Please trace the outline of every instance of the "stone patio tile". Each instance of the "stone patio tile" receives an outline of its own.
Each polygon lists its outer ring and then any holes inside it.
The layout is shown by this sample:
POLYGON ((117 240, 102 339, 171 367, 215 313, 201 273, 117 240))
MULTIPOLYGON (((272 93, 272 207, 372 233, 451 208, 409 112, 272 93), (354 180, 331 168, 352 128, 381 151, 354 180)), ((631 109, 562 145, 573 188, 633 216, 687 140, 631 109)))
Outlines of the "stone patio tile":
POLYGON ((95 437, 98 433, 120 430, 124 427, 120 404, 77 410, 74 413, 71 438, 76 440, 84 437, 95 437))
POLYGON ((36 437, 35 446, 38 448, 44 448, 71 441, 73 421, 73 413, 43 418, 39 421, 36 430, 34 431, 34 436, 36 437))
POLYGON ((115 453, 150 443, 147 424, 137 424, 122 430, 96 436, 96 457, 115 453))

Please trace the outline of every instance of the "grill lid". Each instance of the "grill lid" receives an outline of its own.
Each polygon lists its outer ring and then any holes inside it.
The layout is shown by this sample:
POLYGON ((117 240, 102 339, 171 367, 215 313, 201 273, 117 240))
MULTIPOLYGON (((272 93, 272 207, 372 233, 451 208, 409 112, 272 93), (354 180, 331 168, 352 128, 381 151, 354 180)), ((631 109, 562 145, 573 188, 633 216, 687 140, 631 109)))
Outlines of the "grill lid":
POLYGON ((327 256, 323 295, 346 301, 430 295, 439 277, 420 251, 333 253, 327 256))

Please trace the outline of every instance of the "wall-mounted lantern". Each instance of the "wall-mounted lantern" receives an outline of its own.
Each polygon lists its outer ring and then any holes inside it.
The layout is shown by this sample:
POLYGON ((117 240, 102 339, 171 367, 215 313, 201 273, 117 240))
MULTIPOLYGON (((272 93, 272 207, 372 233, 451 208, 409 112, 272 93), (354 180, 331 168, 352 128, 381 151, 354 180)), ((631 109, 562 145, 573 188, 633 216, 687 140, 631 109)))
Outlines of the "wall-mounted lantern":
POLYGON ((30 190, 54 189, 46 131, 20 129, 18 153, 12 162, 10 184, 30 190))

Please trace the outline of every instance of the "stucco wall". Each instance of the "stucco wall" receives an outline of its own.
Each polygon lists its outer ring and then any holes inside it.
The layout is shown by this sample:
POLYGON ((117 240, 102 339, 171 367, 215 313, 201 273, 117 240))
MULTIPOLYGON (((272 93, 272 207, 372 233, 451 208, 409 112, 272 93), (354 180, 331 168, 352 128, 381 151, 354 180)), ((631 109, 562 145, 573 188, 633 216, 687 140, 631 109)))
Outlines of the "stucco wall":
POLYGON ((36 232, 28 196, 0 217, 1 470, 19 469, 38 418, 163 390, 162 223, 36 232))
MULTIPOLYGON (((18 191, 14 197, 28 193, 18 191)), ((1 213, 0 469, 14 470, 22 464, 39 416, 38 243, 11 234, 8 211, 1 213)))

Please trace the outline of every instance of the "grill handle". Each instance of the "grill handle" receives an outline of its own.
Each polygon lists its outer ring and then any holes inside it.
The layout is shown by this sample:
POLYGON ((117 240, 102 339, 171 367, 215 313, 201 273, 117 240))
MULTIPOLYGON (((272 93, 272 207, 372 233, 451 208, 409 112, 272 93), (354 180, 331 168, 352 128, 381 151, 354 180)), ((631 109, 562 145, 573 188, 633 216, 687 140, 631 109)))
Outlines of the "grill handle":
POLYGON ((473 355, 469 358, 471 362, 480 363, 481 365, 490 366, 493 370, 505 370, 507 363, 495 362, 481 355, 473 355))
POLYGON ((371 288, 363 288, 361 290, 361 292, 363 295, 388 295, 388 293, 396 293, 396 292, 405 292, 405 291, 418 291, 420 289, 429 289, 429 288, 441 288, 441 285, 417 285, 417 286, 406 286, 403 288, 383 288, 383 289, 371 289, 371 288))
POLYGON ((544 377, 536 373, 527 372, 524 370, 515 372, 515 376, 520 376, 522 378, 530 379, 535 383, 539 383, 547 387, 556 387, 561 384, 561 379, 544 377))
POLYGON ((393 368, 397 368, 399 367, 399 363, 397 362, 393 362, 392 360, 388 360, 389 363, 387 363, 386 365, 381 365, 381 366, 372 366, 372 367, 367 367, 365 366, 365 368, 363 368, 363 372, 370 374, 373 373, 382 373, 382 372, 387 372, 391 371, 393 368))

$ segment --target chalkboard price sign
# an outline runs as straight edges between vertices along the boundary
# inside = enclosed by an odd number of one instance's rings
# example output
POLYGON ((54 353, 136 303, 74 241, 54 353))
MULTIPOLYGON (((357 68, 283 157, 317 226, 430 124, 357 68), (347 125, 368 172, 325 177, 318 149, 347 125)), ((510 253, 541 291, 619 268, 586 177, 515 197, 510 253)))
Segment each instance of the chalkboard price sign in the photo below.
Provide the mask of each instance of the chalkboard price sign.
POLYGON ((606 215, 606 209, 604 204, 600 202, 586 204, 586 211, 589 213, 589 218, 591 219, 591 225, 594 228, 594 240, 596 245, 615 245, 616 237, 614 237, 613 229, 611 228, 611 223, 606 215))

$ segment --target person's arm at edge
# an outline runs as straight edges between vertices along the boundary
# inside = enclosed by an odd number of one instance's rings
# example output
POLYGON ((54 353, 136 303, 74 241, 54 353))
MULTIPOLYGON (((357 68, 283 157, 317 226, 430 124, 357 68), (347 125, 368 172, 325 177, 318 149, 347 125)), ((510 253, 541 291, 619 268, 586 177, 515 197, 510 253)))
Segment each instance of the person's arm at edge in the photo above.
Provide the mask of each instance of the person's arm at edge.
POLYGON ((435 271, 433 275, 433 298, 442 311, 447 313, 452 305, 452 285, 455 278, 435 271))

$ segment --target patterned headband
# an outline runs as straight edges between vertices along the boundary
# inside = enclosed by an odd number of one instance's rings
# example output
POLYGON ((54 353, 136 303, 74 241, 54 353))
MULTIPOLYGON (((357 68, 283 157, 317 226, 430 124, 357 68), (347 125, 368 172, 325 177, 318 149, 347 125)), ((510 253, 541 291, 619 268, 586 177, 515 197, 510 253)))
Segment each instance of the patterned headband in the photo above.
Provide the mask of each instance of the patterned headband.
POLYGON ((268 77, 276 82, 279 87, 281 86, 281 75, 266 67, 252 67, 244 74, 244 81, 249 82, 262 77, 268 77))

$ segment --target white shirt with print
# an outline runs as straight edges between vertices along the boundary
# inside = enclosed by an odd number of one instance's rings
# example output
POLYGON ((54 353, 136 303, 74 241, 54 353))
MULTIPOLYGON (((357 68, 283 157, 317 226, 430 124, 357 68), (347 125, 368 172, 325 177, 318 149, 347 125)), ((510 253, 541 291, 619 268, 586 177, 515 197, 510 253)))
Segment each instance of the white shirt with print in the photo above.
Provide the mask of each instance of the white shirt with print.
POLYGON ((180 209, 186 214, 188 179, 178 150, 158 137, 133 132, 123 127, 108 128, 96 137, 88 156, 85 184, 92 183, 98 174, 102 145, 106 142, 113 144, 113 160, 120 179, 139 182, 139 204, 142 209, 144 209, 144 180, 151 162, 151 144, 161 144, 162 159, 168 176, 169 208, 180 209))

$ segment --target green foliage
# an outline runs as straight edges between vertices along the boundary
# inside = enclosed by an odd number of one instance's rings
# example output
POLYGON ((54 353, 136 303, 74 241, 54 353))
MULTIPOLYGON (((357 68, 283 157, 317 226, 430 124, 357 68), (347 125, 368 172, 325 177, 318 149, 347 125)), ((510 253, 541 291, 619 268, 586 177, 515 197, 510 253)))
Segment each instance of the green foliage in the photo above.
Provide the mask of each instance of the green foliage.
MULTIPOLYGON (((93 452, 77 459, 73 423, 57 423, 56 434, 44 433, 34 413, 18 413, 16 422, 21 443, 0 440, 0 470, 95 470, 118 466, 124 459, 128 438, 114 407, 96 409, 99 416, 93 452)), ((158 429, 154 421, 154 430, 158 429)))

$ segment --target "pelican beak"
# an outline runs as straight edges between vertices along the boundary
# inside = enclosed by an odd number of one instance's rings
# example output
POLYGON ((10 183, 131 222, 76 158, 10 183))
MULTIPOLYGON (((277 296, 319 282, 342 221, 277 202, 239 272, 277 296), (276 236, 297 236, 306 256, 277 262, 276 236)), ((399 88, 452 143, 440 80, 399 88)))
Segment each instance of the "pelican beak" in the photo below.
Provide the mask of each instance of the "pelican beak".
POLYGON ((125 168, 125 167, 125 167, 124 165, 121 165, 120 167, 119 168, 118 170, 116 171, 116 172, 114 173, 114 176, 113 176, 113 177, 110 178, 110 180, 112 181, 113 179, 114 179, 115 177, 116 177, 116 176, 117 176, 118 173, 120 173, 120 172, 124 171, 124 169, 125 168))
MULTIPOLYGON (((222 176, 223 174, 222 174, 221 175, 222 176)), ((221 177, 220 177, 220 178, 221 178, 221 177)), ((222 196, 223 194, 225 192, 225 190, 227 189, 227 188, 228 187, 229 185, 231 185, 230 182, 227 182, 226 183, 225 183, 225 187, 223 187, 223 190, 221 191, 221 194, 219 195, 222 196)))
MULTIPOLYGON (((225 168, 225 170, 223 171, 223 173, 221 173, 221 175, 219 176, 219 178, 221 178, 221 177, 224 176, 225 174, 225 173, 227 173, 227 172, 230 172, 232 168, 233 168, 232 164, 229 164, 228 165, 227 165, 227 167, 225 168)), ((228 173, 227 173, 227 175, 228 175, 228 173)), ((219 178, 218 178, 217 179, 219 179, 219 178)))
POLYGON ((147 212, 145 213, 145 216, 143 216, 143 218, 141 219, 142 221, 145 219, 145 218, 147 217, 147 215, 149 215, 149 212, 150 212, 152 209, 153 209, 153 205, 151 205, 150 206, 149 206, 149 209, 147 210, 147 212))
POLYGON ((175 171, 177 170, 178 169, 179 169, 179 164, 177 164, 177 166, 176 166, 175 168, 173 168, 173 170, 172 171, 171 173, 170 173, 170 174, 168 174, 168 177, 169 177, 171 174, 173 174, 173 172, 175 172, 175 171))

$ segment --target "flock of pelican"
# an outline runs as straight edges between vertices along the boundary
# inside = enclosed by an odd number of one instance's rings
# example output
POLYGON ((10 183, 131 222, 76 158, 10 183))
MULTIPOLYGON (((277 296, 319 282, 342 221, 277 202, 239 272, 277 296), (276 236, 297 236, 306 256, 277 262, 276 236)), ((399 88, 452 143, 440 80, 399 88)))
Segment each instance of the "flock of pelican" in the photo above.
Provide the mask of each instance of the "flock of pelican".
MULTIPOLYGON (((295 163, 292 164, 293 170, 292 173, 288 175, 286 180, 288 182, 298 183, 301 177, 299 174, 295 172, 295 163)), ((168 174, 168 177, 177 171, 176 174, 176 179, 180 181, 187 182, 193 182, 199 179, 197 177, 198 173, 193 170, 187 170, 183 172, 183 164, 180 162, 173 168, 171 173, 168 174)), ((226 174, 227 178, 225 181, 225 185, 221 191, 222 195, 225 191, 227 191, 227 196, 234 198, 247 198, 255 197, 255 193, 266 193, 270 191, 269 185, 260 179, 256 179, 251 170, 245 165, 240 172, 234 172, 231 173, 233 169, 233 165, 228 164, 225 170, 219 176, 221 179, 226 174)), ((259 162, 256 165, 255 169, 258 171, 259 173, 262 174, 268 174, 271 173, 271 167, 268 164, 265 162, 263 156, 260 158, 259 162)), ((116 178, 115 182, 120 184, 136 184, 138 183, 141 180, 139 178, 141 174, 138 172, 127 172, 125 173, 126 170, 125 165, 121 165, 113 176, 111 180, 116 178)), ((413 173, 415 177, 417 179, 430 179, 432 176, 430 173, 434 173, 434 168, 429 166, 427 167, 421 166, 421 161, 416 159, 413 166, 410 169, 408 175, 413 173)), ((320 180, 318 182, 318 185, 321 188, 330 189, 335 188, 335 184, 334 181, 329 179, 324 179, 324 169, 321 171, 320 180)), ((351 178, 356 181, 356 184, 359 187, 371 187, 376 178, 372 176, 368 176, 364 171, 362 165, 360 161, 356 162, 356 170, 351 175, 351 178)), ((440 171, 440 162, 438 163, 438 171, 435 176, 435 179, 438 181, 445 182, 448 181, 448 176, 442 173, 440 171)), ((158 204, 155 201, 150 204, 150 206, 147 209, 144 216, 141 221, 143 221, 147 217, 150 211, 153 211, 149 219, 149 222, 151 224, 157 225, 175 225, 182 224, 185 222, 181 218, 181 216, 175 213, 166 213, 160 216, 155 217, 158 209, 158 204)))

[Your task] Reproduce the records from the line with "--target green foliage" to the line with "MULTIPOLYGON (((93 452, 77", substituting "leafy shrubbery" for "green foliage" and leaving everything else unchanged. Return only those lines.

[Correct result]
$ segment --target leafy shrubbery
# an outline runs as straight edges between vertices along the boundary
# inside = enclosed by an odd number of one instance's rings
# example output
POLYGON ((54 353, 136 303, 74 241, 54 353))
MULTIPOLYGON (((357 68, 283 157, 317 226, 430 124, 357 68), (347 125, 368 172, 325 177, 318 149, 347 125)), ((510 253, 541 291, 619 268, 586 177, 515 197, 510 253)))
Segment each instance of the leafy shrubbery in the photo above.
Provide the mask of each instance of the leafy shrubbery.
MULTIPOLYGON (((93 452, 77 459, 73 423, 57 423, 56 434, 44 433, 34 413, 18 413, 16 422, 21 443, 0 440, 0 470, 95 470, 118 466, 124 459, 128 438, 114 407, 96 409, 99 416, 93 452)), ((158 429, 154 421, 154 430, 158 429)))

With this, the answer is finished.